- What to do
Print the rows below word for word, beginning with the row that contains "Produce the target's precise" and stopping after the row that contains "238L28 231L13 222L0".

- Supplied records

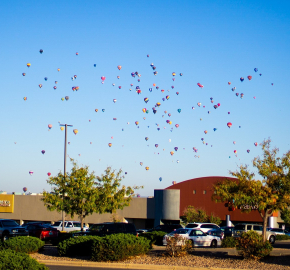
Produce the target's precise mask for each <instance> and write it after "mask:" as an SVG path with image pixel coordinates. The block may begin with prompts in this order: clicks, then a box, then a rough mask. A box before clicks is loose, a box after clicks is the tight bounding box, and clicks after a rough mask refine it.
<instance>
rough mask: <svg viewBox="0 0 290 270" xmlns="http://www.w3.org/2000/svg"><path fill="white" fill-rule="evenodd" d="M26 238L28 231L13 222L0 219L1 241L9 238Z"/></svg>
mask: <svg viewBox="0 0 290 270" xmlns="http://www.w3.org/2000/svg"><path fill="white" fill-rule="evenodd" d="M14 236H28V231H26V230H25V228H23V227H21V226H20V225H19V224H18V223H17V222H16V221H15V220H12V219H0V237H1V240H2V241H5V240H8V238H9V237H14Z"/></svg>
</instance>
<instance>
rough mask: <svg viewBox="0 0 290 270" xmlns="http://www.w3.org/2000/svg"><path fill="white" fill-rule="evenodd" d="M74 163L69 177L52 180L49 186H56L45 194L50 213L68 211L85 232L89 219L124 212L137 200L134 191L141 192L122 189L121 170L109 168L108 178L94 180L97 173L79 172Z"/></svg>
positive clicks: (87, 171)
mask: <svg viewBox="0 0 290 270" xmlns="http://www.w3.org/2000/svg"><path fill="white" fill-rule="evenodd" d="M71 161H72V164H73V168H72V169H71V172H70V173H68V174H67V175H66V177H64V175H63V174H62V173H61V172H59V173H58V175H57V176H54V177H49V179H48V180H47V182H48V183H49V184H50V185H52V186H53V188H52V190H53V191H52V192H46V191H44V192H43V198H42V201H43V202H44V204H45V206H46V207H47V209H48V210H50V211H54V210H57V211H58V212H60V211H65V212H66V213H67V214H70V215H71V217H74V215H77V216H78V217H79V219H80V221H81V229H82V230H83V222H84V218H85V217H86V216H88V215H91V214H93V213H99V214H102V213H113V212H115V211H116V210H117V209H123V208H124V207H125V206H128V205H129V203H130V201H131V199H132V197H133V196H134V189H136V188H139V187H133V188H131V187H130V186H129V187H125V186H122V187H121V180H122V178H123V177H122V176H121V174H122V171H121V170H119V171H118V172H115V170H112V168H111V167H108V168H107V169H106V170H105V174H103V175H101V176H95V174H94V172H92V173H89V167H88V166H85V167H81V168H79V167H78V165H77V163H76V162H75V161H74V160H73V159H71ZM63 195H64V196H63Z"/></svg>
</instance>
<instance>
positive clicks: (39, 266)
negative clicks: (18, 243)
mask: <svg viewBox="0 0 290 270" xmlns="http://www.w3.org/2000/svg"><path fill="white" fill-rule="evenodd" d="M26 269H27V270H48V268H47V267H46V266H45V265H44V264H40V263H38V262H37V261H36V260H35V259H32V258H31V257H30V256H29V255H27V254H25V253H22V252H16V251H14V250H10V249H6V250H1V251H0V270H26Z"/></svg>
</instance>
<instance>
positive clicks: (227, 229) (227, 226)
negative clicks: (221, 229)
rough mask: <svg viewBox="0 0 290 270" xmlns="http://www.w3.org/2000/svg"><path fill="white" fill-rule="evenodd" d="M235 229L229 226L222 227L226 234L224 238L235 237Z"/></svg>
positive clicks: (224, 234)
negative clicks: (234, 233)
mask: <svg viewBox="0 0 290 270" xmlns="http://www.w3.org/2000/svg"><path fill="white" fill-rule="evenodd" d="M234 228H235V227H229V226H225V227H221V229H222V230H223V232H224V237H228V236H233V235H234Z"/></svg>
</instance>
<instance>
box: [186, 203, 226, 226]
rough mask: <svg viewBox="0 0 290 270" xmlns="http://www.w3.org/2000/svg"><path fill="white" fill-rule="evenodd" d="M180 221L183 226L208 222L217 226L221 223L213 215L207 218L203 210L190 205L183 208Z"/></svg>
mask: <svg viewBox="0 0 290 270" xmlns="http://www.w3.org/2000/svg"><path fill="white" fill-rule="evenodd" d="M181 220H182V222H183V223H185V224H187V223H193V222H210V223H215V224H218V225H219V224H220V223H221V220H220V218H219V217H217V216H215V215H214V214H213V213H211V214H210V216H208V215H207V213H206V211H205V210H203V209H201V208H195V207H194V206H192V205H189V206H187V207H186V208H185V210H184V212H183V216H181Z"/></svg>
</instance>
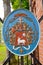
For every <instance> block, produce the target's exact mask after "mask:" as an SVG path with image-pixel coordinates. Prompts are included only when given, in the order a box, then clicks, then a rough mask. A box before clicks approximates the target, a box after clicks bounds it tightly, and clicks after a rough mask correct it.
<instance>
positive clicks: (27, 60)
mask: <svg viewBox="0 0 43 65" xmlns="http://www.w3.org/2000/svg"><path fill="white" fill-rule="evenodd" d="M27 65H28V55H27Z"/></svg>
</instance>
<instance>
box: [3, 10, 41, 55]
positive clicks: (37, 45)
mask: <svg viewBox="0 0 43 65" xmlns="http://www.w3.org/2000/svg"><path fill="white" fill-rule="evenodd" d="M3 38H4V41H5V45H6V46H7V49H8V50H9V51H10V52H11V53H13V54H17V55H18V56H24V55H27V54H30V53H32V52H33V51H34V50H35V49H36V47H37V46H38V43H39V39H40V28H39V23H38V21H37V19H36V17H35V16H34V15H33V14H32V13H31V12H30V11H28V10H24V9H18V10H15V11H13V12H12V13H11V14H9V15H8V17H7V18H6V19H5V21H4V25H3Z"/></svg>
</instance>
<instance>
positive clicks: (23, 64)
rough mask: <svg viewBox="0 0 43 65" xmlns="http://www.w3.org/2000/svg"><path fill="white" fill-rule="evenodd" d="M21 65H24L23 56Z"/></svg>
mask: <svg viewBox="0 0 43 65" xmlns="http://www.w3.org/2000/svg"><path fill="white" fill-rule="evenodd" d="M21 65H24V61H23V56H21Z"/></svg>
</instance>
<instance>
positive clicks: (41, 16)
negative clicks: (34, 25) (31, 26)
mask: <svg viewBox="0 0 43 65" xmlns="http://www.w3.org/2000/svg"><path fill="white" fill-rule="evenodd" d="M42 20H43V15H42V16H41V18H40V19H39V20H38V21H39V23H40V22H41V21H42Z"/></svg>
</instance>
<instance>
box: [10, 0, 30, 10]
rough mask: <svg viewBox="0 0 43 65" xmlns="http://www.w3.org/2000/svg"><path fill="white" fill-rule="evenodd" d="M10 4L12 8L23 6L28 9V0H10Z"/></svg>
...
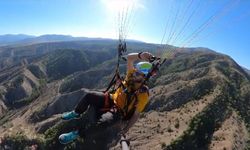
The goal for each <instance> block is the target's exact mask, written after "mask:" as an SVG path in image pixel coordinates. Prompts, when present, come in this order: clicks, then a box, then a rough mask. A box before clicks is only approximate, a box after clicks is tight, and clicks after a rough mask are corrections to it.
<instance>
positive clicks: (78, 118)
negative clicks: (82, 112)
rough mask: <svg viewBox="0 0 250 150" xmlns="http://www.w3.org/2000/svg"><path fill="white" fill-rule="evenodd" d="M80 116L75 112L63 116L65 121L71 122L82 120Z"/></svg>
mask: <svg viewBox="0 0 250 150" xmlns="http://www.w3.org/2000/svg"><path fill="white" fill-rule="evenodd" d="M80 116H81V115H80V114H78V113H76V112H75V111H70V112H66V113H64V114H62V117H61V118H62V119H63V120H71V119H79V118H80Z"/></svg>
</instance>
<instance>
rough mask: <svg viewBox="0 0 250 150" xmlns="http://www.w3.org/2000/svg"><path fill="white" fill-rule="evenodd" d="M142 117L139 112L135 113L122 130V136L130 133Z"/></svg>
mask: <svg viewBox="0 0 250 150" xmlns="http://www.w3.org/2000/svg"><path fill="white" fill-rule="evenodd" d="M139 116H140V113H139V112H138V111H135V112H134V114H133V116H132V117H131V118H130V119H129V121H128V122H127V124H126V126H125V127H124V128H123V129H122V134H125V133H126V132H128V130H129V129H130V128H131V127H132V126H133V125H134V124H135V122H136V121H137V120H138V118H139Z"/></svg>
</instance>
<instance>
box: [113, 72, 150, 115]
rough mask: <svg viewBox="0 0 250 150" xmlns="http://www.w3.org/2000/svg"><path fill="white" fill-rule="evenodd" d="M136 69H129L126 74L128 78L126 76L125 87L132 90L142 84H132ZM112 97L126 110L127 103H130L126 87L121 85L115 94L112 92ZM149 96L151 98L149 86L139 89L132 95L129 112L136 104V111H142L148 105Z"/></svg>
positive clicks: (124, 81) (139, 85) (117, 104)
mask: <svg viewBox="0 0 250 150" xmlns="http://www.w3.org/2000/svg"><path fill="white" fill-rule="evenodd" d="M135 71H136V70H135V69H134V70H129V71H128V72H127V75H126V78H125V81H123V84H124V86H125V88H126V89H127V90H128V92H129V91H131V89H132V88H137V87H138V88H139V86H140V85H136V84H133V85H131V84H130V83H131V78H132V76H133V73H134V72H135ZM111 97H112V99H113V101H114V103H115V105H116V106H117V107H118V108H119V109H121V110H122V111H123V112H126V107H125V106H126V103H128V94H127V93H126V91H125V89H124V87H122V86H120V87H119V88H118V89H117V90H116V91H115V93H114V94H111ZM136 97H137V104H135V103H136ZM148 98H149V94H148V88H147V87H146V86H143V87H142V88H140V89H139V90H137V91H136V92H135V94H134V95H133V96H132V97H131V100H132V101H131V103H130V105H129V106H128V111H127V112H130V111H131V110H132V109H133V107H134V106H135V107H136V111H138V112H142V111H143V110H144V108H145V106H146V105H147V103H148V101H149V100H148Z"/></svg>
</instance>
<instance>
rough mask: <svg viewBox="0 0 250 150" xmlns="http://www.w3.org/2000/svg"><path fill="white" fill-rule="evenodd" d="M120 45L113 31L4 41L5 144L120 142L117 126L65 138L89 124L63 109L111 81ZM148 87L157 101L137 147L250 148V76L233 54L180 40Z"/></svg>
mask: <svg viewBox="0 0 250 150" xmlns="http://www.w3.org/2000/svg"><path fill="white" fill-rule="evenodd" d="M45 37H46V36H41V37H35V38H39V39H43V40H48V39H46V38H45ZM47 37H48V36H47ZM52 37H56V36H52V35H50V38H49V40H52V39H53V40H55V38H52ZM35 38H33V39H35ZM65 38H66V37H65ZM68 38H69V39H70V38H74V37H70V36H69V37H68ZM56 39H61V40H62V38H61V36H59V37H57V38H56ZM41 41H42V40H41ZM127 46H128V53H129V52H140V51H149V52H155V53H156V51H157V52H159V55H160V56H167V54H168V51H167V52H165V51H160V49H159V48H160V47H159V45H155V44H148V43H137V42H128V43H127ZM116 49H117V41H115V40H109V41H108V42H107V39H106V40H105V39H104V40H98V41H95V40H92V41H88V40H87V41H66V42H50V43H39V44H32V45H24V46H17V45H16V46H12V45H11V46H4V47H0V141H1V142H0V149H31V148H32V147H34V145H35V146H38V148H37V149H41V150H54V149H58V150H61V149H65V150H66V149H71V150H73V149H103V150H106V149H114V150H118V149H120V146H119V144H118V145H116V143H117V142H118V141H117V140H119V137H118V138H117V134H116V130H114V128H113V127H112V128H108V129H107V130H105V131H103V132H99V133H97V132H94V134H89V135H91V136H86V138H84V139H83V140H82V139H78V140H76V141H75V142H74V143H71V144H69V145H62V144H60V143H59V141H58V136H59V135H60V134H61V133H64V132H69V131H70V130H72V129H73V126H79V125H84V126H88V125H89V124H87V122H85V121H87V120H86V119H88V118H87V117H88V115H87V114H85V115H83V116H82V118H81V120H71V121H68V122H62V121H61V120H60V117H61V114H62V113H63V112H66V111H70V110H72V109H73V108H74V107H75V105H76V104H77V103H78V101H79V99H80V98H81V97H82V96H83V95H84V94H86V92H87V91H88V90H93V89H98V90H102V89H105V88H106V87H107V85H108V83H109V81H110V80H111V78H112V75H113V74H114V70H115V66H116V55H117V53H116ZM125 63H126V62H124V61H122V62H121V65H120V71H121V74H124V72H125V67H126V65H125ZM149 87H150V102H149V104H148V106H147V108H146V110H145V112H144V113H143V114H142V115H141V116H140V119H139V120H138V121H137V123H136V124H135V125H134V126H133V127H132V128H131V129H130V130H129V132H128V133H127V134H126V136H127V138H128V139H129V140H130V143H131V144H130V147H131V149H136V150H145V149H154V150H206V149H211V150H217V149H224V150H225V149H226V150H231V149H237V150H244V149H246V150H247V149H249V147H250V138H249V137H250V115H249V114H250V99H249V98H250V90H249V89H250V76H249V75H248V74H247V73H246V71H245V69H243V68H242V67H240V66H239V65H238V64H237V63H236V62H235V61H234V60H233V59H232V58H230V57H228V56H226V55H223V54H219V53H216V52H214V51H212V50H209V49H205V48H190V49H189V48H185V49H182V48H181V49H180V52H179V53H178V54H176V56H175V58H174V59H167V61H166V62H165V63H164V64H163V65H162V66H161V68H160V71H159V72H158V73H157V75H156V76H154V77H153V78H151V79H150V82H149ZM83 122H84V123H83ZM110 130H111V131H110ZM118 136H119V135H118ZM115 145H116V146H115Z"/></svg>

- Answer to this exercise
Produce the target's precise mask for each <instance> and write it after "mask:" as an SVG path with image pixel coordinates. The block may begin with prompts in this order: clicks, then a box, then a rough mask. A box before clicks is loose, a box after clicks is the tight bounding box, and clicks after a rough mask refine it.
<instance>
rough mask: <svg viewBox="0 0 290 270" xmlns="http://www.w3.org/2000/svg"><path fill="white" fill-rule="evenodd" d="M26 238L28 231L13 222L0 219L1 241L9 238Z"/></svg>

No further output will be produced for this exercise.